▶ **Source records**
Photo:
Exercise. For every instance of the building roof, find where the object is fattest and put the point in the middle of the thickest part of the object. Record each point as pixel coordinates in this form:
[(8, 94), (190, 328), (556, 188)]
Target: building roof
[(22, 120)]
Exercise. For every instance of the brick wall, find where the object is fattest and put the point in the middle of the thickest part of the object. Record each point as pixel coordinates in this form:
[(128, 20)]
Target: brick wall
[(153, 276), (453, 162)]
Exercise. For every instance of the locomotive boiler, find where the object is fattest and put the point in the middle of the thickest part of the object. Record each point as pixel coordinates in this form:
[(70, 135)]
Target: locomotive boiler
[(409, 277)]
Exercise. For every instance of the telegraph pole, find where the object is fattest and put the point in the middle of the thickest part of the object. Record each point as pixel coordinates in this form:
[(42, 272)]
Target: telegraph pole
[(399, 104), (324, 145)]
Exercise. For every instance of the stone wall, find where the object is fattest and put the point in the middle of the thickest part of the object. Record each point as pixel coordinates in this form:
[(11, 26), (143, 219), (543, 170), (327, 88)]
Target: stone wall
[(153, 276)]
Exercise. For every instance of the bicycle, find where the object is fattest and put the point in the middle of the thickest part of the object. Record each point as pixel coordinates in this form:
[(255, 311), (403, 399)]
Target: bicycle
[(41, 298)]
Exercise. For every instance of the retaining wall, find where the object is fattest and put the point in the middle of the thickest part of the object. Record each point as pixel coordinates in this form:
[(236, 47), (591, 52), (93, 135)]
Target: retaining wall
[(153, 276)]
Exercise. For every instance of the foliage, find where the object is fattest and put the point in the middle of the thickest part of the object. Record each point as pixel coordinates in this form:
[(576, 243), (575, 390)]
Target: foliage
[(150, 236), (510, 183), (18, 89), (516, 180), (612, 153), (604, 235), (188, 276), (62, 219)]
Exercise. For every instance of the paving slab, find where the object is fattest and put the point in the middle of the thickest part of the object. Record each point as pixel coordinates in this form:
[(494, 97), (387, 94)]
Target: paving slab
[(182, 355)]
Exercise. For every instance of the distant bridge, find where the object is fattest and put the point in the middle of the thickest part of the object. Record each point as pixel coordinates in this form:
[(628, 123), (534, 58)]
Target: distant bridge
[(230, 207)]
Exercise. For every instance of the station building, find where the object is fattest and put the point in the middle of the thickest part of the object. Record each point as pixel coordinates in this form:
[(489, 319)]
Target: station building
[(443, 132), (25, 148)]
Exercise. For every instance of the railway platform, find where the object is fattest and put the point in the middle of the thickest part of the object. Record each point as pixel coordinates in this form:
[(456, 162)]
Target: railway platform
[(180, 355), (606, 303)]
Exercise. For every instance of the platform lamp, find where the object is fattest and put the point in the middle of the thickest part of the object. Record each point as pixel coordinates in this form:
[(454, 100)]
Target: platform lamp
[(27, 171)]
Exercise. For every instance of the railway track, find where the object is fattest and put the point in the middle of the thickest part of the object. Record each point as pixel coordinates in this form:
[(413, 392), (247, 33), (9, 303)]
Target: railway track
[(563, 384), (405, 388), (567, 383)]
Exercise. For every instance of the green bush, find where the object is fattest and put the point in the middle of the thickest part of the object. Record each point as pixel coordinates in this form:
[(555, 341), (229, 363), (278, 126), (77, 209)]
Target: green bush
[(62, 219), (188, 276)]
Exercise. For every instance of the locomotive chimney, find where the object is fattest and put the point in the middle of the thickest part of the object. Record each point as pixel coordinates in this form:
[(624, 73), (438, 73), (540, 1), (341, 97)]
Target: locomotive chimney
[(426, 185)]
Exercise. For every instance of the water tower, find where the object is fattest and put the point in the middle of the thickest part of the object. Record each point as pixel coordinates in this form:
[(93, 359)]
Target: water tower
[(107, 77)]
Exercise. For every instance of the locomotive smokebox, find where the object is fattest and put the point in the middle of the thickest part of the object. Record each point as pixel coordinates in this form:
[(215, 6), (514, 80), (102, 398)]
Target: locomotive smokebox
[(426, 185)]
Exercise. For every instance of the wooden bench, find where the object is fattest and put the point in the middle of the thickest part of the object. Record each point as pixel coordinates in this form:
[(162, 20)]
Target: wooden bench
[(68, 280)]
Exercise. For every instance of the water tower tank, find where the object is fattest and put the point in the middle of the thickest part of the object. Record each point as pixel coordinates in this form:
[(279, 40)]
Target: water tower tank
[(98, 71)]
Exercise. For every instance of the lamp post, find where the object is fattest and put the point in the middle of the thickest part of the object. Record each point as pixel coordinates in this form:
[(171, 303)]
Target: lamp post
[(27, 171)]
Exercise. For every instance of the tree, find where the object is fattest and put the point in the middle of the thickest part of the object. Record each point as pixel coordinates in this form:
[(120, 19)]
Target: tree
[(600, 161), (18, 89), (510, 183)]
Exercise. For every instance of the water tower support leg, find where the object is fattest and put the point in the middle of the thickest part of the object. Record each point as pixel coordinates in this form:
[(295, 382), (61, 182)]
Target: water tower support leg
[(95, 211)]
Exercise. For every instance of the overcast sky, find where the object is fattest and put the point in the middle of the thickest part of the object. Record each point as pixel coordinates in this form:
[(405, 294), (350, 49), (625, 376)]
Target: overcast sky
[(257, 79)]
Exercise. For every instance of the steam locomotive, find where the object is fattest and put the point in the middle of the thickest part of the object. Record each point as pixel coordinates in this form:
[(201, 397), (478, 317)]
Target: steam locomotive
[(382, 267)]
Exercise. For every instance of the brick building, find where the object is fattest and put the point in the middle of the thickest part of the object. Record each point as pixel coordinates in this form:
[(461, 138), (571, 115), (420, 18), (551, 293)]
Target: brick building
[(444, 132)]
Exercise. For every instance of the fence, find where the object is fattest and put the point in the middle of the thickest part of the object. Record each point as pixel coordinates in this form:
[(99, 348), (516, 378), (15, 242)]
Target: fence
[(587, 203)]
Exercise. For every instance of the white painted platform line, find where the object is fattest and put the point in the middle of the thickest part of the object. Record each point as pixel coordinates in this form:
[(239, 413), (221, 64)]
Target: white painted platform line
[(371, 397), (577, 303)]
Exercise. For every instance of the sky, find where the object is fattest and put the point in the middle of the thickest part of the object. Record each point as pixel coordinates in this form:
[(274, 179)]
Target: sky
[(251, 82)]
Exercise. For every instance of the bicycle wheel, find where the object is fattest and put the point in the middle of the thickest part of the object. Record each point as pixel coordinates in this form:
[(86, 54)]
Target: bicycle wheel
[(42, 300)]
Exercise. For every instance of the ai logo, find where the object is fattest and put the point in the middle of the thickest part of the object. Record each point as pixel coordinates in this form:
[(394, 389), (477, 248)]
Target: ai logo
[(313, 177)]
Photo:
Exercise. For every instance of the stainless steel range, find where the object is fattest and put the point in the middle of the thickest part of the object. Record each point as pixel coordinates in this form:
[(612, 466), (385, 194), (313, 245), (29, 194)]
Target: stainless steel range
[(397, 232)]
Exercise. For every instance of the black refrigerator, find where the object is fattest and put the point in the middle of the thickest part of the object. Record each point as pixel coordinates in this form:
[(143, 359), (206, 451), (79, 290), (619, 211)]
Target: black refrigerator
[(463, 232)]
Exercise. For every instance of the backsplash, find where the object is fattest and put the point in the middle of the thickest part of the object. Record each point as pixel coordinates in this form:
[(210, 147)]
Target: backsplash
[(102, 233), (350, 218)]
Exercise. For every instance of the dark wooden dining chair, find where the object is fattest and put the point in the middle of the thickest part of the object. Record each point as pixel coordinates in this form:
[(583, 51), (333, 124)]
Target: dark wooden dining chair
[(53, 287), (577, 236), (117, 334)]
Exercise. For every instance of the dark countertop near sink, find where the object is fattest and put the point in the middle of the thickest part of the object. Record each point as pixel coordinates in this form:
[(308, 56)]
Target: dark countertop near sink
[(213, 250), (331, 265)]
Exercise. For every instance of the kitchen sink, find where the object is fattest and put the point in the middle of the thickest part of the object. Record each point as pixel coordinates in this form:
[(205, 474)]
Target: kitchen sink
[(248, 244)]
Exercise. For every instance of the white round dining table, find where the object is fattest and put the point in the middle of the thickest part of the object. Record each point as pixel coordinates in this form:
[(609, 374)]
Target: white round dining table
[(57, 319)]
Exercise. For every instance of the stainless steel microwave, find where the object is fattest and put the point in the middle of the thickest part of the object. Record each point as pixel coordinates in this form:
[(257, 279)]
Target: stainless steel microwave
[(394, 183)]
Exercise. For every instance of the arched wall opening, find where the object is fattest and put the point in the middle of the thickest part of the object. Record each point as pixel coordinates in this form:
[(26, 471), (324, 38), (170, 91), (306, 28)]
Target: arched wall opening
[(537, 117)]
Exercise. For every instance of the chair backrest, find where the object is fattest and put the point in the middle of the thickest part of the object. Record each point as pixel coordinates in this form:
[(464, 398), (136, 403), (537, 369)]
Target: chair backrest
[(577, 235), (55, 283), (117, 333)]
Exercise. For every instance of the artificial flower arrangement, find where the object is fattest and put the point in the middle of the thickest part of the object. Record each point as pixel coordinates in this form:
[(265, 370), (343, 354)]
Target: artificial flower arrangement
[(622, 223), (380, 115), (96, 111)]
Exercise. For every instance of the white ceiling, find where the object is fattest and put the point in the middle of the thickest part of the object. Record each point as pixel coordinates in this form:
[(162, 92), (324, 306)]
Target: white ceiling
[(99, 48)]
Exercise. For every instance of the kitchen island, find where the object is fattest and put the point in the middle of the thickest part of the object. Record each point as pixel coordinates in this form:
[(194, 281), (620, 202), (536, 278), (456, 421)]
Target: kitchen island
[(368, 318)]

▶ **Task objective**
Write out everything in the records above from the line containing "Exercise. For every instance of the lamp" down to the line containing "[(382, 267)]", both included, with each line unchanged.

▶ **The completed task**
Exercise. For every instance of the lamp post, find where the object is fattest and put the point in the middle of the thickest part of the object. Record each point as pixel coordinates in this form:
[(171, 303)]
Target: lamp post
[(27, 171)]
Exercise. For every instance of the tree, find where the object is fattest and put the point in the middle of the thickest part of the object. Record each point as pixel coordinates in this form:
[(120, 19)]
Target: tree
[(600, 161), (18, 89), (510, 183)]
Exercise. For every instance of the water tower support leg, find where the object is fattest and put the point in the middle of the thickest part of the object. Record each point as pixel coordinates in this form:
[(295, 382), (61, 182)]
Target: water tower support leg
[(95, 211)]
Exercise. For every instance of the overcast sky, find where the object is fattest and put the point in the middle of the thickest part of the object. Record each point as pixel coordinates in this form:
[(405, 294), (350, 49), (625, 376)]
Target: overcast sky
[(257, 79)]
Exercise. For every instance of the steam locomotive, find where the object is fattest and put the point in the middle of the thickest part of the object. Record each point as pixel coordinates in this form:
[(201, 397), (478, 317)]
Target: steam locomotive
[(382, 267)]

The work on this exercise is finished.